» PROVIDED RECORDS:
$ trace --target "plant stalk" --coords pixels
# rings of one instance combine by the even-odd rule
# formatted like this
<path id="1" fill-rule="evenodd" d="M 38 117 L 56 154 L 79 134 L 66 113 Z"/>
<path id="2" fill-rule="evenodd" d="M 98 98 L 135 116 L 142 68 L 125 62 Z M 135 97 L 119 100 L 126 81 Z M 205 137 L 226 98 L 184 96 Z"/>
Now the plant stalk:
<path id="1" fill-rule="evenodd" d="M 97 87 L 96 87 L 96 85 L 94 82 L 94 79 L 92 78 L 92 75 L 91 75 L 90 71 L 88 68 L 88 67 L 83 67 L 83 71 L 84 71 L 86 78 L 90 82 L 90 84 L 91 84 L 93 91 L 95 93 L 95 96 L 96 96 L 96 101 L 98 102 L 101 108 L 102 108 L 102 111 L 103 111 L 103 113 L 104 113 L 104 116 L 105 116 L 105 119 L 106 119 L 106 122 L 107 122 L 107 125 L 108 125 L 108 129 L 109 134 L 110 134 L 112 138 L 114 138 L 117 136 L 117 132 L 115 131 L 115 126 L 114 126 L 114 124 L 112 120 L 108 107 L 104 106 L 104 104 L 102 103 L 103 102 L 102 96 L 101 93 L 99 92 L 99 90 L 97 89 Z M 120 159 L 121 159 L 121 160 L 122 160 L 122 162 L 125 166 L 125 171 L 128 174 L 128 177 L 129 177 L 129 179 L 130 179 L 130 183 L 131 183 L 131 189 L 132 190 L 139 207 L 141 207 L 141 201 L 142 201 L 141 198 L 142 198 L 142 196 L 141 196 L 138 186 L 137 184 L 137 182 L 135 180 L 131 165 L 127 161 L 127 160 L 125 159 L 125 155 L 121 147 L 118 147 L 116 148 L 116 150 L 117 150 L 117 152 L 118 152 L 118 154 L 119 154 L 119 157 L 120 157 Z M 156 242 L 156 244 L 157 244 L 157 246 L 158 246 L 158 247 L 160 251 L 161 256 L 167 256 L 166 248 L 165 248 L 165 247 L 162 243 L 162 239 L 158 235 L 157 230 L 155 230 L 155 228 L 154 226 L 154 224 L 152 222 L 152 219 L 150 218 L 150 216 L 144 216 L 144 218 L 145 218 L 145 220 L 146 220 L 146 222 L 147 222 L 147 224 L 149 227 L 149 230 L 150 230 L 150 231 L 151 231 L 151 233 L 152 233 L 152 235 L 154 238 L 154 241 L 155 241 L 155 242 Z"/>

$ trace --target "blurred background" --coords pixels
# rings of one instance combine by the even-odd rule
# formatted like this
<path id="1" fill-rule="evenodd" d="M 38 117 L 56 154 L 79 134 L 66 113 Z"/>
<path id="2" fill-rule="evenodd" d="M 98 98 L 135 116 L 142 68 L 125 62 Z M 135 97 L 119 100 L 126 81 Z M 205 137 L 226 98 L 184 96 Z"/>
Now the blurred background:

» PROBLEM TO SOLVE: Reproduce the rows unchanged, from the start of the rows through the line containing "Now the plant".

» RIGHT ANSWER:
$ trace --target "plant stalk" --coords pixels
# rings of one instance combine by the even-odd rule
# formatted like this
<path id="1" fill-rule="evenodd" d="M 38 117 L 56 154 L 79 134 L 66 113 Z"/>
<path id="2" fill-rule="evenodd" d="M 98 98 L 135 116 L 142 68 L 125 62 Z M 135 97 L 119 100 L 126 81 Z M 205 137 L 226 98 L 184 96 Z"/>
Now the plant stalk:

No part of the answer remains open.